# What you need to do
(1) Answer these from the excerpt on modal and amodal representations:
(a) How does the excerpt describe the amodally biased hybrid accounts?
(b) Which author suggested that weak modalism cannot be distinguished from amodalism?
(c) What framework does the author plan to use in the next section?
(2) Name every work cited in the excerpt on modal and amodal representations, giving author and year.
(3) Please carry on the excerpt on modal and amodal representations, starting after its final sentence.

# Excerpt
*****
In sum, hybrid accounts try to combine the need for abstracted representations with the fact that sensorimotor representations are pervasively present in cognition. However, the amodally biased accounts have an ad-hoc air and are quite unspecific, while the modally biased accounts seem slightly better motivated, but face other problems. So, it is not yet clear that hybrid accounts can resolve the debate.

Some authors (e.g., Dove 2016) have suggested, in the face of the empirical stalemate, that weak modalism is not a position that is distinguishable from amodalism. However, Dove maintains the dichotomy and claims that it is modalism (embodiment) that collapses into amodalism. I wonder why, if both positions are indistinguishable, he then does not consider the possibility that it is amodalism that collapses into modalism. Dove assumes in his argument that an abstract representation is an amodal representation. But this is an unjustified conflation, as abstract must not necessarily mean “void of modal information”. A second possible response to the empirical deadlock could be given along the lines of Machery (2007). Machery refers to “Anderson’s problem” (see Anderson 1978). Anderson already observed the difficulty, in principle, of distinguishing modal and amodal representations: “The correct conclusion from Anderson’s argument is that amodal theories and empiricist theories are on par” (Machery 2007:31). Machery then suggests that we need more detailed and specific modal and amodal theories for a given cognitive task that allow us to derive and test “contrastive predictions”. However, so far, we have no example of such a cognitive task for which more specific weak modal and amodal theories have been developed and contrastive predictions derived. I agree with Machery that more specificity in the proposals might be required for the debate. However, note that all accounts discussed here are based on some quite unclear modal/amodal dichotomy. When searching for a suitable theory of conceptual representations, ceteris paribus, a more integrated account out of which a distinction between the two representational types arises in a principled way would theoretically be more pleasing. Therefore, I suggest considering for a moment, whether it might not be the very dichotomy, presupposed widely in the debate, which is the source of the troubles. In the next section, I will provide a computationally (and neuronally) more specific account of conceptual representations to show how we could understand the modal/amodal distinction as one of degree. To make the proposal specific enough, I will use a cognitive computational framework, grounded in neuroscience, namely the so-called Predictive Processing (PP) framework.
*****
# Stored rows
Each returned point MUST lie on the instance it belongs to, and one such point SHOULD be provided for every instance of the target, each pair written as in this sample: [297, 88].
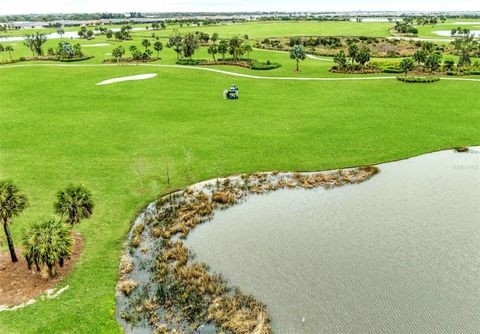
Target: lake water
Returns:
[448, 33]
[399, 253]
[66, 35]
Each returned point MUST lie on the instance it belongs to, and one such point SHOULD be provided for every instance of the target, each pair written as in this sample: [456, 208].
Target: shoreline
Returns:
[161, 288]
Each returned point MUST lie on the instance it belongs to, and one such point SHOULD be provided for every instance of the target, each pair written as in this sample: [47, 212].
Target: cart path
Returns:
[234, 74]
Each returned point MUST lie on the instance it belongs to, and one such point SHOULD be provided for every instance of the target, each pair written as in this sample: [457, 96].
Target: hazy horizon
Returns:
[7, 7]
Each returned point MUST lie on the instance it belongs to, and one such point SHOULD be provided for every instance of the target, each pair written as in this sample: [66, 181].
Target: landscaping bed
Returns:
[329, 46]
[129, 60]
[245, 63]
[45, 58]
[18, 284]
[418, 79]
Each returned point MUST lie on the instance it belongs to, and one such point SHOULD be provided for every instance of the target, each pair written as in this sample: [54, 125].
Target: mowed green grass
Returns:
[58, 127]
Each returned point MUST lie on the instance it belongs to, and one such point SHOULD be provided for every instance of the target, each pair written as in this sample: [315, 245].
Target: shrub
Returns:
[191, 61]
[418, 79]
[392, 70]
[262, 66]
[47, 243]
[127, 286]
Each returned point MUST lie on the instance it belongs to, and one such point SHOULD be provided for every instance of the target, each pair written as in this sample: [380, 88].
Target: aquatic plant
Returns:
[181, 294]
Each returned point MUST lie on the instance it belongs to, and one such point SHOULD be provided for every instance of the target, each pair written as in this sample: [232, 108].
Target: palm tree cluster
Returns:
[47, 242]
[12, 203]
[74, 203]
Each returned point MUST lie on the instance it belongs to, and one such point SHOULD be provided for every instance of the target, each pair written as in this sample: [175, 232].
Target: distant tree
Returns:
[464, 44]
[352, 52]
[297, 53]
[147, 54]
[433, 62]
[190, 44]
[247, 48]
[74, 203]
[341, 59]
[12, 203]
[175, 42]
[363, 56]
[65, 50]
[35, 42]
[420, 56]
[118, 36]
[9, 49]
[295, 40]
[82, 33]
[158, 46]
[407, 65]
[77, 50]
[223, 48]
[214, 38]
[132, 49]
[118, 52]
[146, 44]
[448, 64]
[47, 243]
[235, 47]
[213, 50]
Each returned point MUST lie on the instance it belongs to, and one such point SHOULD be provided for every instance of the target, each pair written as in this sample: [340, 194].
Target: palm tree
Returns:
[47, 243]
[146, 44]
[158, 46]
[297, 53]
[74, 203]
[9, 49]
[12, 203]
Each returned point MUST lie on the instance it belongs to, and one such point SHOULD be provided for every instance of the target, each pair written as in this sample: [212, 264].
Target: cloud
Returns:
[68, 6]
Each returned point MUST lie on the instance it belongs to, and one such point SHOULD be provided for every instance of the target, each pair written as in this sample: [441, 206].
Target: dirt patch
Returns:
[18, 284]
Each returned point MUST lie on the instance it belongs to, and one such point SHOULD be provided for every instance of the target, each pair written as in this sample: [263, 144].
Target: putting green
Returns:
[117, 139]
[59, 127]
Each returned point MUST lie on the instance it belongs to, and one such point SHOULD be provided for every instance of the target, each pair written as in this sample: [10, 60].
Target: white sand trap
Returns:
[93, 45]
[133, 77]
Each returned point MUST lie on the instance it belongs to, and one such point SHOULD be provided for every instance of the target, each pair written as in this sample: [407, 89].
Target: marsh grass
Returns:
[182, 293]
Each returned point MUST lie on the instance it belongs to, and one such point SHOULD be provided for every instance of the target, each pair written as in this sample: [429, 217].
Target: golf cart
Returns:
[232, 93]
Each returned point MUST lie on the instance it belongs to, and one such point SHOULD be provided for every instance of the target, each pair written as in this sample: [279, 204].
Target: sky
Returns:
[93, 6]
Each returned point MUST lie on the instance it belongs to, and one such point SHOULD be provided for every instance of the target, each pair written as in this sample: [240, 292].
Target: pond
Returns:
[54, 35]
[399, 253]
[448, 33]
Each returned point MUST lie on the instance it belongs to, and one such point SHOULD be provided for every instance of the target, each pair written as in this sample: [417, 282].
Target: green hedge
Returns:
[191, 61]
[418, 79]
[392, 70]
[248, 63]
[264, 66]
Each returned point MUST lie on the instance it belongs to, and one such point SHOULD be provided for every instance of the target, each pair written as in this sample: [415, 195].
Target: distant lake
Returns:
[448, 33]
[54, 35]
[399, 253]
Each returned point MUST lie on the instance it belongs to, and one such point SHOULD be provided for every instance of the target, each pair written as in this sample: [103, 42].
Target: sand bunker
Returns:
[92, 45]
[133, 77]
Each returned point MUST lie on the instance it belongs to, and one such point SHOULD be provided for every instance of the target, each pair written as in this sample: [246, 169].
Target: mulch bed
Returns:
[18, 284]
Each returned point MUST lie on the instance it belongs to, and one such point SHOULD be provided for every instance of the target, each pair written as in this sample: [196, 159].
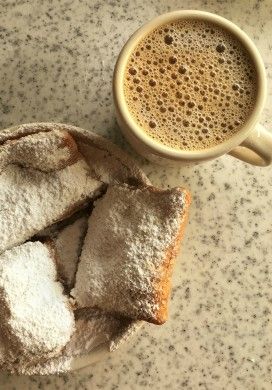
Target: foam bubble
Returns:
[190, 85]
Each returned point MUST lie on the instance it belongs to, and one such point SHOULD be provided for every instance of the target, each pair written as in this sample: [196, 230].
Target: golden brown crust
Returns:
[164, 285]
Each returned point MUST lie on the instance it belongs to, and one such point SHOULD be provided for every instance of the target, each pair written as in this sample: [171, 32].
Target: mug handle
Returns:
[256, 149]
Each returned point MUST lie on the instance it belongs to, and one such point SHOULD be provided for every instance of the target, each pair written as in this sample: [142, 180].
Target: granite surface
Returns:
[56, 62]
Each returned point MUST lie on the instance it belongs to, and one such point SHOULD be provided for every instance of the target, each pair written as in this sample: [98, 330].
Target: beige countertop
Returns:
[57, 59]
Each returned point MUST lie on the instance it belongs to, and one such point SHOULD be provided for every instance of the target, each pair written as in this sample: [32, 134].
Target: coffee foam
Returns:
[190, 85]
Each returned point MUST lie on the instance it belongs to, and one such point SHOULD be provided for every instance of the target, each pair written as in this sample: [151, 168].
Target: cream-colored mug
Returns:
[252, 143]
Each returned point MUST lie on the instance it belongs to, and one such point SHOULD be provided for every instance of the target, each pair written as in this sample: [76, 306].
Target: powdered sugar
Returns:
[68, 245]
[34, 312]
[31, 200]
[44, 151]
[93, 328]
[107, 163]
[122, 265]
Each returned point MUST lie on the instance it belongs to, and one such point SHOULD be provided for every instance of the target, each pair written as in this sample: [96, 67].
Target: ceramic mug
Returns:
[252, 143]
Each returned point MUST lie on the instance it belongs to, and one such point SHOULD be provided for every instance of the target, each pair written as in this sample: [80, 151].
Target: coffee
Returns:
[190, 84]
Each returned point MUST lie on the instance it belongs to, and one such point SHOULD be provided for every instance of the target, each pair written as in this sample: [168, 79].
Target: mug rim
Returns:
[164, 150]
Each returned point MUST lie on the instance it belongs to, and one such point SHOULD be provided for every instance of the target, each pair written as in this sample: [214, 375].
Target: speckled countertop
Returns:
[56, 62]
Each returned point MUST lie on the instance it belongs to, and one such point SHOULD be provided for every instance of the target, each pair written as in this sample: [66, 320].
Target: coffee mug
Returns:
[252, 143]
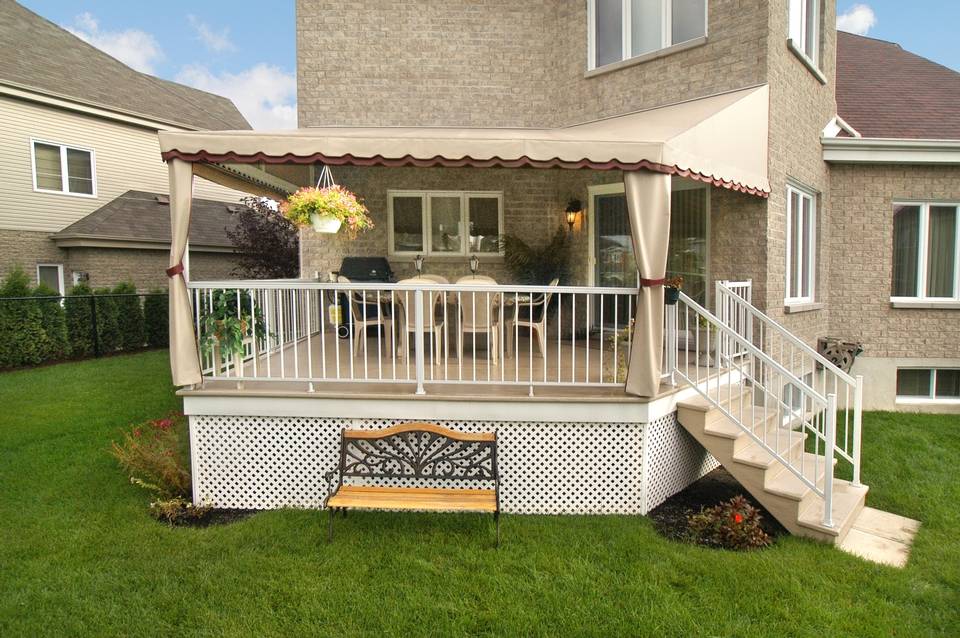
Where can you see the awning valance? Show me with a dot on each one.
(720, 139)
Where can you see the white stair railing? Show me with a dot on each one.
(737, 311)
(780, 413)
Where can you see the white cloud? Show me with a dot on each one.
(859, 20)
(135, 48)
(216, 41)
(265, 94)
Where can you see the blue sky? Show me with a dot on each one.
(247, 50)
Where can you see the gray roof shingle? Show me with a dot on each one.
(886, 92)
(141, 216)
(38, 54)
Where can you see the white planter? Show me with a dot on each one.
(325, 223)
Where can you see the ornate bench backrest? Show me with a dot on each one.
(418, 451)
*****
# The results
(1)
(a) They have an ad-hoc air and are quite unspecific.
(b) Dove (2016).
(c) The Predictive Processing (PP) framework.

(2)
Dove (2016)
Machery (2007)
Anderson (1978)

(3)
6 Overcoming the modality/amodality dichotomy: An example

6.1 Predictive processing and concepts

There is no space here for a detailed exposition of the PP framework. Given that PP has already been widely covered in the literature and many useful introductions are available, I will only very swiftly summarize the bare-bone essentials of PP, which are necessary to follow my example, and refer to the literature for a wealthier background. I will then describe a recently proposed model for concepts within PP (Michel 2020).

Predictive Processing (PP) (see Clark 2013, 2016; Hohwy 2013; Friston 2010) pictures the brain as a dynamical prediction device that constantly predicts its sensory input and updates its model to minimize prediction error. The brain uses a multi-layer probabilistic prediction model in which approximate Bayesian inference is carried out (e.g., Clark 2013:188–189; Hohwy 2013:15–39). The PP model has a hierarchical structure and represents prior knowledge on many levels of abstraction (e.g., Clark 2013:25; Lupyan and Clark 2015). Information flows bottom-up and top-down in this system. In the downward prediction cascade, the predictions of higher-level layers serve as priors for the lower level predictions and, in this way, constrain the hypothesis space on the lower level. Computations in the PP model are driven by the goal of minimizing the average prediction error in the long run. The PP system also contains a mechanism of precision-weighting of the prediction errors (Clark 2016:53–83). The brain must predict the reliability of its sensory input in order to be able to distinguish between noise and useful signals. In this way, it can avoid modification of the model due to noisy signals. For that purpose, the mechanism assigns weights to the error signals and thus determines the influence of the top-down predictions versus bottom-up driven updates of the model.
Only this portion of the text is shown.